(Dataset entries)
=== Begin Enclosure ===

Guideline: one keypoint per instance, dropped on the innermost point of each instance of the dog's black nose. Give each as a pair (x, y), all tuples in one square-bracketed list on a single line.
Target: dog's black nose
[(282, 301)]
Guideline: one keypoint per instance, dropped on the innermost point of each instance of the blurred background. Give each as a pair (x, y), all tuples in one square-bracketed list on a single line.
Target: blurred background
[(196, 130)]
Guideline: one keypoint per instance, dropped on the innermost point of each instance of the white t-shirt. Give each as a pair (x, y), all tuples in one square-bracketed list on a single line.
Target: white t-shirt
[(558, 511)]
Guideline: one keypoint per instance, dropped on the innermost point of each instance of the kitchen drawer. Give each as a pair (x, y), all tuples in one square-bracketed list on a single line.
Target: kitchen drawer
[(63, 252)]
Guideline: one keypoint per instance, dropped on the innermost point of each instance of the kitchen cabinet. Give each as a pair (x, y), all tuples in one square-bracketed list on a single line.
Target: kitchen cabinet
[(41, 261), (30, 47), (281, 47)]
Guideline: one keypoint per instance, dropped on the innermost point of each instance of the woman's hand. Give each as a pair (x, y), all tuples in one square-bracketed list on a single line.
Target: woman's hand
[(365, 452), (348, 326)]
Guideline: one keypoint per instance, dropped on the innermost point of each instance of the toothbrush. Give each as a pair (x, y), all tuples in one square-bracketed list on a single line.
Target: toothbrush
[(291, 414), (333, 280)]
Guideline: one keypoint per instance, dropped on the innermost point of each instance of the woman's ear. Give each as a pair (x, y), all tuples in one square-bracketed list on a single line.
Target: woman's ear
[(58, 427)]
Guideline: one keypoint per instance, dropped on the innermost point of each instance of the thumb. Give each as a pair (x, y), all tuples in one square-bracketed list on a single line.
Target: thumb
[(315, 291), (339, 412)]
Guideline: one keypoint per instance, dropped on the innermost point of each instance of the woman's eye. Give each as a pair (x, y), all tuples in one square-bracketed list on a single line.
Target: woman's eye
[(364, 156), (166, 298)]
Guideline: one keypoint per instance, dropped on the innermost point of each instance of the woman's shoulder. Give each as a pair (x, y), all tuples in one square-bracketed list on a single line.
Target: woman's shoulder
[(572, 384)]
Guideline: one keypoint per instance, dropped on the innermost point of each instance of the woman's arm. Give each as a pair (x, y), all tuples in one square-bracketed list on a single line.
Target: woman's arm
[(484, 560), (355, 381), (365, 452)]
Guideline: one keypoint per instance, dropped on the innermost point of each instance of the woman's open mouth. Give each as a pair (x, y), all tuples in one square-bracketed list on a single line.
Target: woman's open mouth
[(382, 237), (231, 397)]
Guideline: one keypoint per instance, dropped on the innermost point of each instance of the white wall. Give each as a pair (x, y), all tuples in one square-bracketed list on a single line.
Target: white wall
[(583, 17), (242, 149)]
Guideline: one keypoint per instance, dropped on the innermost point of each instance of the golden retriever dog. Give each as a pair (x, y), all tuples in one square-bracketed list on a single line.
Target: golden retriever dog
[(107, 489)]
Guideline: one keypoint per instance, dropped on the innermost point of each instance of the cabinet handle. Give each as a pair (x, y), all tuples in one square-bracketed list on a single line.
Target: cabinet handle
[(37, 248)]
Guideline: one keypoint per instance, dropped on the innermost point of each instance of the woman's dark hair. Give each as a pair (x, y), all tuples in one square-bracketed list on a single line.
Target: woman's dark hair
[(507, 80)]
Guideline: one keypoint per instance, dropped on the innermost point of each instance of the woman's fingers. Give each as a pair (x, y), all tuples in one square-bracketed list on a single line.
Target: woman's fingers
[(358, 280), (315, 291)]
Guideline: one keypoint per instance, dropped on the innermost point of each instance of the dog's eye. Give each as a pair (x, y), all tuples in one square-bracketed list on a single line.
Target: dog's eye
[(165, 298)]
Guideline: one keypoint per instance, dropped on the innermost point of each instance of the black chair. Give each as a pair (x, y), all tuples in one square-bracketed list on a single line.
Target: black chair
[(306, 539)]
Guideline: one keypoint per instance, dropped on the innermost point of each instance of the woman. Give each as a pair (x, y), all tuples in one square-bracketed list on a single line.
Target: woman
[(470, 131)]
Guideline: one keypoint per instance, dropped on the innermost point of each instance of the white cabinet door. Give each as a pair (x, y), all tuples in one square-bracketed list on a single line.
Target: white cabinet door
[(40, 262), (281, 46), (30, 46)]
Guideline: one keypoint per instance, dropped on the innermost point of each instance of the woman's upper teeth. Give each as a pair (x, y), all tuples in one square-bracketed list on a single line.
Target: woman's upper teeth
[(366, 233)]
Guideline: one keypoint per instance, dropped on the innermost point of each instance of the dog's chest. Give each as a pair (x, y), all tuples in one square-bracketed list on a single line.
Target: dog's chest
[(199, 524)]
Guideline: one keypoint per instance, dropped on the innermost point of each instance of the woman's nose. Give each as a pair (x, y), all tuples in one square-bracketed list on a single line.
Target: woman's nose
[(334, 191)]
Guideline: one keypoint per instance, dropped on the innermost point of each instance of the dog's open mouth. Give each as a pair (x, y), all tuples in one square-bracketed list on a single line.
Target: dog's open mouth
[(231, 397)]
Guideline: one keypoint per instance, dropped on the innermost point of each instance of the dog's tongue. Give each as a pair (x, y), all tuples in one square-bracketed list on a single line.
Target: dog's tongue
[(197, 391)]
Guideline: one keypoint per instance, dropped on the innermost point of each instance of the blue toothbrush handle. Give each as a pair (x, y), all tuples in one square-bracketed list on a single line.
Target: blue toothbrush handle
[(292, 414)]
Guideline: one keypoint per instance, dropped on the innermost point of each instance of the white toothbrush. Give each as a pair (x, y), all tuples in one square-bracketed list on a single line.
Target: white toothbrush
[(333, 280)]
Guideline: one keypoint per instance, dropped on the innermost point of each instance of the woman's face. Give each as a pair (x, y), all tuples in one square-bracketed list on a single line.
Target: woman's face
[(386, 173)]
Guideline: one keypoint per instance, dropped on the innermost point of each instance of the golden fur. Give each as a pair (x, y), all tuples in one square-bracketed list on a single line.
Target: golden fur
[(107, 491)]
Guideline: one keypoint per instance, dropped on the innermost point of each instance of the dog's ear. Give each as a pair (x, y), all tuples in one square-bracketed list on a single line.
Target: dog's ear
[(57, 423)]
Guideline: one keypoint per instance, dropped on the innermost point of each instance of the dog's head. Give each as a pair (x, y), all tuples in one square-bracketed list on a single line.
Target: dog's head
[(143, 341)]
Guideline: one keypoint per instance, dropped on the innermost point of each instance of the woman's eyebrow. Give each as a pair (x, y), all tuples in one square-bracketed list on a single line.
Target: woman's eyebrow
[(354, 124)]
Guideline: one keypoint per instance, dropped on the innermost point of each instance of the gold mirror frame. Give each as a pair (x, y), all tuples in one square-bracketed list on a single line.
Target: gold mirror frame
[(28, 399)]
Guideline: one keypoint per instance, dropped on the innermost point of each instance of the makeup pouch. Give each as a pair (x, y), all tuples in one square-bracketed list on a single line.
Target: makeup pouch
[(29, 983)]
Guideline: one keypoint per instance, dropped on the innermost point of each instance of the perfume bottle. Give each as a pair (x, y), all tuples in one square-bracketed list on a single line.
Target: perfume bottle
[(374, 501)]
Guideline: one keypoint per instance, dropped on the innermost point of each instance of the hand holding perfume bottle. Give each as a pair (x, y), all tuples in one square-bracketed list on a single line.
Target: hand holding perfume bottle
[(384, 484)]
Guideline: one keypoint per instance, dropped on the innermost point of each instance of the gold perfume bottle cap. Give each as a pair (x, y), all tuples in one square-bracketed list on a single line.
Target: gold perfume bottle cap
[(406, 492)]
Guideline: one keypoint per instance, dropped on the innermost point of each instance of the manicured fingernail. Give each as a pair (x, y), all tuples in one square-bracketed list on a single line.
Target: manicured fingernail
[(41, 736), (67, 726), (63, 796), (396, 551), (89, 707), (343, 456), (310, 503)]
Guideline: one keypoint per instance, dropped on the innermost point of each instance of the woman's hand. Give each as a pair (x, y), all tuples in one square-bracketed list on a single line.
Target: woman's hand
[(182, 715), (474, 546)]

=== End Enclosure ===

*Task directions*
The required answer is the run of lines above, starting at the line with "the woman's nose." and ending at the line with "the dog's ear.", reproduced exactly with both ends.

*Solution*
Guideline: one keypoint per instance, dropped on the innermost point of each instance of the woman's nose. Give each as a pair (x, y), all tuples in one square-bracketed list on a single line.
Target: woman's nose
[(334, 191)]
Guideline: one keypoint per instance, dropped on the innermost point of each instance of the dog's open mouth. Give each as a pair (x, y), all tuples in one square-bracketed list on a single line.
Target: dog's open mouth
[(231, 397)]
Guideline: one keypoint per instance, dropped on the innermost point of each instance of the dog's tongue. Give each as a pair (x, y), all tuples in one square-bracketed list on a single line.
Target: dog's tongue
[(197, 391)]
Guideline: one keypoint per instance, dropped on the innermost point of each instance of the blue toothbrush handle. Give each as a pair (x, y), all tuples in one square-bracketed list on a single line.
Target: blue toothbrush handle
[(292, 414)]
Guideline: one keypoint per instance, dropped on the innermost point of each instance of the white toothbrush. Give each as a pair (x, y), all tuples in one square-bracketed list on a single line.
Target: white toothbrush
[(333, 280)]
Guideline: one keypoint per instance, dropped on the innermost point of each instance of the woman's face. Give each as a pair (x, y), all tuples in one square-bracketed list on a single line.
Target: woman's face
[(386, 173)]
Guideline: one keypoint per instance, dropped on the innermost point of each instance of the golden fur. Give each as a pair (x, y), all tuples in one square-bracketed list on a single line.
Target: golden fur
[(107, 491)]
Guideline: one keypoint per instance, dropped on the innermost point of each instance of the dog's ear. Give each as a pair (x, y), all tuples in one square-bracketed list on a single line.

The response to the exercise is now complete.